**** Tekstfragment

200910011/2/R2.
Datum uitspraak: 15 maart 2010
AFDELING
BESTUURSRECHTSPRAAK
Uitspraak van de voorzitter van de Afdeling bestuursrechtspraak van de Raad van State op een verzoek om het treffen van een voorlopige voorziening (artikel 8:81 van de Algemene wet bestuursrecht) in het geding tussen:
[verzoeker] en anderen, gevestigd te [plaats],
de raad van de gemeente Doetinchem (hierna: de raad),
verweerder.
Bij besluit van 1 oktober 2009 heeft de raad het bestemmingsplan "Torenallee 2008" (hierna: het plan) vastgesteld.
Tegen dit besluit hebben [verzoeker] en anderen bij brief, bij de Raad van State ingekomen op 23 december 2009, beroep ingesteld. Bij afzonderlijke brief, bij de Raad van State ingekomen op 23 december 2009, hebben [verzoeker] en anderen de voorzitter verzocht een voorlopige voorziening te treffen.
De voorzitter heeft het verzoek ter zitting behandeld op 8 maart 2010, waar [verzoeker] en anderen, vertegenwoordigd door mr. drs. P.J. Woudstra, en de raad, vertegenwoordigd door E.H.J. Ketels, werkzaam bij de gemeente, zijn verschenen.

********

Opdrachten:
1 - Kopieer letterlijk een stuk uit de uitspraak van de Raad van State: begin bij de woorden "Datum uitspraak: 15" en stop na "verweerder.".
2 - Pak de uitspraak van de Raad van State op waar die ophoudt en schrijf hem verder.

**** Materiaal

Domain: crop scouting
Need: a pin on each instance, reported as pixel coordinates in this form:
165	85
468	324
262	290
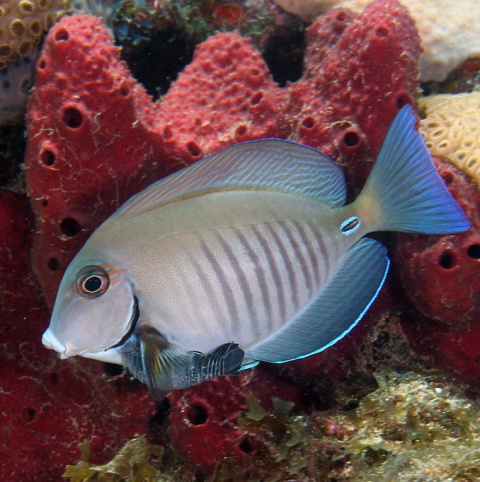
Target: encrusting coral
450	31
23	24
451	129
95	134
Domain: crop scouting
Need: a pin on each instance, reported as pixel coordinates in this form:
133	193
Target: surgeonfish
250	255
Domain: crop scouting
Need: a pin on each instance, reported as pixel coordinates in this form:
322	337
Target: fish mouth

********

Antwoorden:
1 -
Datum uitspraak: 15 maart 2010
AFDELING
BESTUURSRECHTSPRAAK
Uitspraak van de voorzitter van de Afdeling bestuursrechtspraak van de Raad van State op een verzoek om het treffen van een voorlopige voorziening (artikel 8:81 van de Algemene wet bestuursrecht) in het geding tussen:
[verzoeker] en anderen, gevestigd te [plaats],
de raad van de gemeente Doetinchem (hierna: de raad),
verweerder.

2 -
2.1. Het oordeel van de voorzitter heeft een voorlopig karakter en is niet bindend in de bodemprocedure.
2.2. Het plan heeft betrekking op de gronden van de bestaande woonwijk Torenallee, de in ontwikkeling zijnde woonwijk IJsseltuin en het Plan Heelweg. Het plan voorziet enerzijds in een actualisering van de planologische situatie van de bestaande bebouwing en anderzijds in een juridisch-planologische regeling voor de ontwikkeling van het Plan Heelweg.
2.3. [verzoeker] en anderen exploiteren een houthandel en een aannemersbedrijf aan [locatie]. Aan deze percelen is in het plan de bestemming "Bedrijf" toegekend.
2.4. [verzoeker] en anderen betogen dat de raad het plan ten onrechte heeft vastgesteld. Zij vrezen onder meer dat het plan tot een beperking van de bedrijfsvoering en de uitbreidingsmogelijkheden zal leiden. Met het verzoek om voorlopige voorziening wensen [verzoeker] en anderen te voorkomen dat er onomkeerbare gevolgen zullen ontstaan als gevolg van de inwerkingtreding van het plan. Daartoe voeren zij aan dat thans voorbereidingshandelingen worden verricht door de gemeente en projectontwikkelaars.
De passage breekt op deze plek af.